• _Extracted text_:
»»

An impressive breakfast loaf studded with ruby rhubarb and flecked with orange peel is a splendid way to start the day. This bread is wonderful spread with cream cheese.

Provided by Elly in Canada

Categories     Quick Breads

Time 1h25m

Yield 1 loaf, 12 serving(s)

Number Of Ingredients 13

2 1/2 cups frozen rhubarb or 2 cups fresh rhubarb, chopped
1/4 cup granulated sugar
2 -3 oranges
2 tablespoons granulated sugar
1 egg
1 teaspoon vanilla
3 cups all-purpose flour
3/4 cup granulated sugar
3 teaspoons baking powder
1 teaspoon baking soda
1/2 teaspoon salt
1/3 cup butter, melted
3/4 cup pecans or 3/4 cup walnuts, coarsely chopped

Steps:

  • Measure out rhubarb. Defrost frozen rhubarb, then drain well and pat dry. If using fresh rhubarb, chop finely.
  • Preheat oven to 350F (180C).
  • Lightly grease a 9x5-inch (1.5-L) loaf pan. Stir rhubarb with 1/4 cup (50 mL) sugar and set aside.
  • Finely grate peel from 2 oranges to make about 2 tablespoons (30 mL), and squeeze out 1 cup (250 mL) juice.
  • Measure 2 tablespoons (30 mL) of this juice into a dish. Stir in 2 tablespoons (30 mL) sugar and set aside to glaze loaf.
  • In a medium-size bowl, beat egg.
  • Stir in remaining juice, grated peel and vanilla.
  • Measure flour, 3/4 cup (175 mL) sugar, baking powder, soda and salt into a large mixing bowl.

««

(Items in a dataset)
»»

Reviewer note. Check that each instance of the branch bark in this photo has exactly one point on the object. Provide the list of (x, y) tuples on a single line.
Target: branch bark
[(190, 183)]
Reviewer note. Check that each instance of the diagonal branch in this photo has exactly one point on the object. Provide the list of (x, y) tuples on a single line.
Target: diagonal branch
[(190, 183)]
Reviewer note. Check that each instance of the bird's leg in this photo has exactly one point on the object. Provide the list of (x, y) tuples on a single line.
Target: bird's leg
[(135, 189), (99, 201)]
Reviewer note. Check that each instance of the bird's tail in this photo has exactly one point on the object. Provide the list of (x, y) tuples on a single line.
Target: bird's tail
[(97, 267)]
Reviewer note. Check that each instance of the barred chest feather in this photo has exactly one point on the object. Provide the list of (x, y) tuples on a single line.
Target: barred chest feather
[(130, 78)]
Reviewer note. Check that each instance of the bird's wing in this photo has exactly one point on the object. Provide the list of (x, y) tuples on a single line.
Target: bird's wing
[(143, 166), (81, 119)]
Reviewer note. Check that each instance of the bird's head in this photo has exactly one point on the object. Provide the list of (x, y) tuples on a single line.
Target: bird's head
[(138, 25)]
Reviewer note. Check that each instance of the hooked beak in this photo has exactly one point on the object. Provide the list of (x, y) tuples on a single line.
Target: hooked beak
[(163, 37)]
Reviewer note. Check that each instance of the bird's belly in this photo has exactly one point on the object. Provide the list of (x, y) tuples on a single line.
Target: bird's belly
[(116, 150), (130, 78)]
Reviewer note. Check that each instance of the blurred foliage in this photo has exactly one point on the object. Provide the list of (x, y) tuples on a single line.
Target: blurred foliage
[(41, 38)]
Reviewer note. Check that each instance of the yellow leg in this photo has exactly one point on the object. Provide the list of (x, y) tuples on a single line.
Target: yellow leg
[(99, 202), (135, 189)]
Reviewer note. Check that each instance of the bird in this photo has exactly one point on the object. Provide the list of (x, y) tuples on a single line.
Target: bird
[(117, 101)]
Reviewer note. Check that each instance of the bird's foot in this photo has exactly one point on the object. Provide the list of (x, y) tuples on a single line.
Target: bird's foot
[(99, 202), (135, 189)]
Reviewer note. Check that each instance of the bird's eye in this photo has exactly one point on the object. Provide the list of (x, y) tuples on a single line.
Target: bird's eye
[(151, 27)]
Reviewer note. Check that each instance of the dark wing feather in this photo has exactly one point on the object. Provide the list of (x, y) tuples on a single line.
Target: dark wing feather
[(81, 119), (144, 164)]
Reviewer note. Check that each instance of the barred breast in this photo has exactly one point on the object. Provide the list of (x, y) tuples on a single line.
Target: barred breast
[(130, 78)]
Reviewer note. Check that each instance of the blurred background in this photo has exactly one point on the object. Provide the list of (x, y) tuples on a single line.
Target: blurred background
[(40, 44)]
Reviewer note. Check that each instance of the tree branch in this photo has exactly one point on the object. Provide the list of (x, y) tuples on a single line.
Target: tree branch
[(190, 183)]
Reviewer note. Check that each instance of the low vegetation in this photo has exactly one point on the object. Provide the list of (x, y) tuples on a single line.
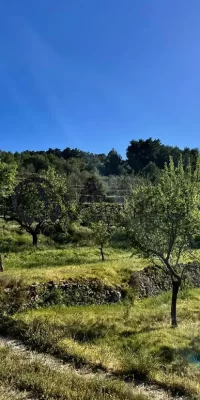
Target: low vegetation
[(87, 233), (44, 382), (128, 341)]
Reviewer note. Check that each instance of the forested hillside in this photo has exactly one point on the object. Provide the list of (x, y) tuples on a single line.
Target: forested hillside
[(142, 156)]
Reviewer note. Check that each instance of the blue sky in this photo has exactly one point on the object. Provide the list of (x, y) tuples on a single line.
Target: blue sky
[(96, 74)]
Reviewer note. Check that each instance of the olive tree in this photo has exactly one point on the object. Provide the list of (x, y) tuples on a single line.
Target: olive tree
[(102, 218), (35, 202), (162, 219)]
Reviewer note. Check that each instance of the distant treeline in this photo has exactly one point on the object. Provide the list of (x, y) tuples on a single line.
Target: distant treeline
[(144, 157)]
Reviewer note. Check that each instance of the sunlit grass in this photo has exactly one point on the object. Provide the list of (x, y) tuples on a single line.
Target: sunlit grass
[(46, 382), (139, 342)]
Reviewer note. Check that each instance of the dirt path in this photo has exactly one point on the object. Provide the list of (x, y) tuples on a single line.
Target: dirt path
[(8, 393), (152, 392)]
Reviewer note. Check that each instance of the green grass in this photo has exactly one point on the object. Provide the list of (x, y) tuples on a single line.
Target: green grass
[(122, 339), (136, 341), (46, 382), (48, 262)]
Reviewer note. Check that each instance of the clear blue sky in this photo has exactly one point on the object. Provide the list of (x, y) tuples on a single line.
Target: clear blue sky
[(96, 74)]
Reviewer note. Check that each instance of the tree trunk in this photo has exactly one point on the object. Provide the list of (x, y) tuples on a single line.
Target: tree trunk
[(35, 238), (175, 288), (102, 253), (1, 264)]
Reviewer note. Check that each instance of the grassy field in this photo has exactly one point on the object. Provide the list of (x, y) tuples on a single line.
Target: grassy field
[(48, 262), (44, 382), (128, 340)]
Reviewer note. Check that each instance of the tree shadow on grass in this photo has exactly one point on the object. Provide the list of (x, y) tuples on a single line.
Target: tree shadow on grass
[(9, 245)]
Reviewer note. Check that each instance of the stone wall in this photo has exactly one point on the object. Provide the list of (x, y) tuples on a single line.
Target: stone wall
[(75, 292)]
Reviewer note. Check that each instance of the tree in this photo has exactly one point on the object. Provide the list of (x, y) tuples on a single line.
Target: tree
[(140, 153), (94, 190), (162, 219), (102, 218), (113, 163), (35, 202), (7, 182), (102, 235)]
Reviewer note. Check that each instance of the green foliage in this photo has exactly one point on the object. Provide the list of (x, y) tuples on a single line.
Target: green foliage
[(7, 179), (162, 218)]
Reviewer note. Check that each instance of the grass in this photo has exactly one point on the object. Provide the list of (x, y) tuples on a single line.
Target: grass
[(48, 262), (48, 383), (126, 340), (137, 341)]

««

• _Directive_:
What oven temperature does the rhubarb bread recipe call for?

• _Problem solution_:
350F (180C).